## [The tasks]
A. From the forum thread about installing SQLEXPRADV_x64_ENU, list the Microsoft programs installed without problems before SQLEXPRADV_x64_ENU.
B. Copy word for word the part of the forum thread about installing SQLEXPRADV_x64_ENU starting at "I just had a" and ending at "my OS (Win7Pro).".

## [Given passage]
## Begin

# Installing & Uninstalling SQLEXPRADV_x64_ENU



## EP2012 (Dec 6, 2012)

I just had a clean install on my laptop, then I MS OFFICE 2010, MS ACCESS 2010, MS ONENOTE 2010, MS PROJECT 2010, MS VISIO 2010, MS VISUAL STUDIO 2010, all good no dramas but when I installed SQLEXPRADV_x64_ENU.....

*NIGHTMARE!!!* 

I know I am inexperienced installing this kind of software but I thought it would be as easy as any other software, now my installation success with one or two failures, I didn't get the SQL Management Studio, and when I downloaded SQL MGMT Studio, it says the SQL server is not compatible with my OS (Win7Pro).

Now I am trying to uninstalling every single Microsoft SQL Server 2008 R2 that shows up in the control panel - uninstall program one-by-one, some of them gave me warning messages and I did not uninstall.

Anyone willing to be kind enough to guide me what I should do from here to get SQL Management Studio 2008 up and running? Please teach me how to, I am a student, and I'd love to learn more about this.


----------



## amrinder_logic (May 14, 2012)

1) Visit http://www.microsoft.com/en-us/download/details.aspx?id=30437.
2) Then choose *SQLServer2008R2SP2-KB2630458-x86-ENU.exe* for Sql 2008. Easy installation steps.

Amrinder


----------

## End

## [Given records]
## Begin

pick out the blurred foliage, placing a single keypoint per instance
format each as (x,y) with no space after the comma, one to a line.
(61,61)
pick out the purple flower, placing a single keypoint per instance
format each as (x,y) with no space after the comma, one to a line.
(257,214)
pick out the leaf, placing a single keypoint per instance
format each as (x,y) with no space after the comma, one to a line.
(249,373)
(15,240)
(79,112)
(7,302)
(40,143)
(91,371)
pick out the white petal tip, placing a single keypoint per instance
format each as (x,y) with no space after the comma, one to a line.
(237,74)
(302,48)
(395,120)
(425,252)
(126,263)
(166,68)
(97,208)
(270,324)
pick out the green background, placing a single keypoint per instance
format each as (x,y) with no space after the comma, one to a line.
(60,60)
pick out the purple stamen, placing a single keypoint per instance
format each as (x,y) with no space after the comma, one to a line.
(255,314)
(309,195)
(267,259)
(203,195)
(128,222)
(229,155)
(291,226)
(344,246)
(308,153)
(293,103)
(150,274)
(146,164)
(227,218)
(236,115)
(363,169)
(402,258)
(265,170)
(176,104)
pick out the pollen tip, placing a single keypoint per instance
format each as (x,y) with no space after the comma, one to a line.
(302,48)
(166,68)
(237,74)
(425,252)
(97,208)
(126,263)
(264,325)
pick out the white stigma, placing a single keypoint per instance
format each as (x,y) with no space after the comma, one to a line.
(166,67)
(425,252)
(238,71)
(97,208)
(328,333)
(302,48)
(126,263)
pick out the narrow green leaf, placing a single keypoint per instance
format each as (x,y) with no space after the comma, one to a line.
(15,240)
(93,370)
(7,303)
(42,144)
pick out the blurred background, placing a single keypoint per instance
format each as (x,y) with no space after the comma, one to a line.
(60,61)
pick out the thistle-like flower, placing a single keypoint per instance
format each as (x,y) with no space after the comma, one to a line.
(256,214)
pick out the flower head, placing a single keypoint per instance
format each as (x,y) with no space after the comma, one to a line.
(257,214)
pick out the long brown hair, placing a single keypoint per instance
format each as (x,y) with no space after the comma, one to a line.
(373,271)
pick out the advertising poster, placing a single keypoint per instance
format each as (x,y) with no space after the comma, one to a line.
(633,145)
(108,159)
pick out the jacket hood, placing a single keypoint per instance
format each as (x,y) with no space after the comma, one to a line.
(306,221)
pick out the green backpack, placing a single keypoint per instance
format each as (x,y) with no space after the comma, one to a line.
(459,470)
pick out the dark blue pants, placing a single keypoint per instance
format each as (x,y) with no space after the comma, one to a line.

## End

## [Answers to the problems]
A.
MS OFFICE 2010
MS ACCESS 2010
MS ONENOTE 2010
MS PROJECT 2010
MS VISIO 2010
MS VISUAL STUDIO 2010

B.
I just had a clean install on my laptop, then I MS OFFICE 2010, MS ACCESS 2010, MS ONENOTE 2010, MS PROJECT 2010, MS VISIO 2010, MS VISUAL STUDIO 2010, all good no dramas but when I installed SQLEXPRADV_x64_ENU.....

*NIGHTMARE!!!* 

I know I am inexperienced installing this kind of software but I thought it would be as easy as any other software, now my installation success with one or two failures, I didn't get the SQL Management Studio, and when I downloaded SQL MGMT Studio, it says the SQL server is not compatible with my OS (Win7Pro).